- [Request]:
Change "clicks" to "points" in everything from the start of the records down to the line containing "negative clicks: (73, 35)", leaving all other wording unchanged. Return only those lines, without the pictures.

Extracted records
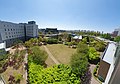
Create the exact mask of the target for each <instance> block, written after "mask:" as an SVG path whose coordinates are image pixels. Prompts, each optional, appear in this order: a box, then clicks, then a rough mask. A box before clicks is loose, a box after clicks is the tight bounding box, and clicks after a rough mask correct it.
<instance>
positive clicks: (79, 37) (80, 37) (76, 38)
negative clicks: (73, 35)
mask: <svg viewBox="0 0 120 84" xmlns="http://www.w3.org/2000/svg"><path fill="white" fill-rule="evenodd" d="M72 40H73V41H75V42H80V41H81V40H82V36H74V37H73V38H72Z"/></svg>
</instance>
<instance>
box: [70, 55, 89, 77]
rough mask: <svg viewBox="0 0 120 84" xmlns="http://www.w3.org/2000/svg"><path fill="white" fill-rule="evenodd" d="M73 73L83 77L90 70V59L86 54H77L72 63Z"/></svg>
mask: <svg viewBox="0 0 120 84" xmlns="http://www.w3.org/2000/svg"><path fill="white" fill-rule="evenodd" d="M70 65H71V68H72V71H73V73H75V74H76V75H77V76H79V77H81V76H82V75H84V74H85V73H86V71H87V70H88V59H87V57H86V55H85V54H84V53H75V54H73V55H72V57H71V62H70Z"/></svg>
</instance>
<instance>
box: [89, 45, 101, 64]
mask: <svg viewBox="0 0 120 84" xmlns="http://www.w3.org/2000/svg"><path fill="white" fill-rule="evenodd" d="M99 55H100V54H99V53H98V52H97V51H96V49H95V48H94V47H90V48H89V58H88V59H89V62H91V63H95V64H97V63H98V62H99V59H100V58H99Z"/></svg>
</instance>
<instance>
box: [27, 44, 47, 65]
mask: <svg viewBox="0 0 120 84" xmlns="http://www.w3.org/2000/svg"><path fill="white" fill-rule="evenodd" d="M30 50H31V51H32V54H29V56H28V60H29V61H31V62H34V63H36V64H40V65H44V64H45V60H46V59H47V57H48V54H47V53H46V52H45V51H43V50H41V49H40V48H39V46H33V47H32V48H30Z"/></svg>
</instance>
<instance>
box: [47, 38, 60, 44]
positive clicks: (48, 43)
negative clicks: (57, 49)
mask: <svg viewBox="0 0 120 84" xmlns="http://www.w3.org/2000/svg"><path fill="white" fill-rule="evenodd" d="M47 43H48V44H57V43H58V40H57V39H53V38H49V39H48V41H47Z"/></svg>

- [Answer box]:
Create the exact mask of the target for each <instance> block, written after "mask:" as an SVG path whose coordinates are image pixels. Prompts, each optional, appear in this order: a box, then points, then a rough mask. A box before points is loose, a box after points is the tight bounding box, and points after a rough mask correct it.
<instance>
positive points: (79, 37) (80, 37) (76, 38)
negative points: (73, 35)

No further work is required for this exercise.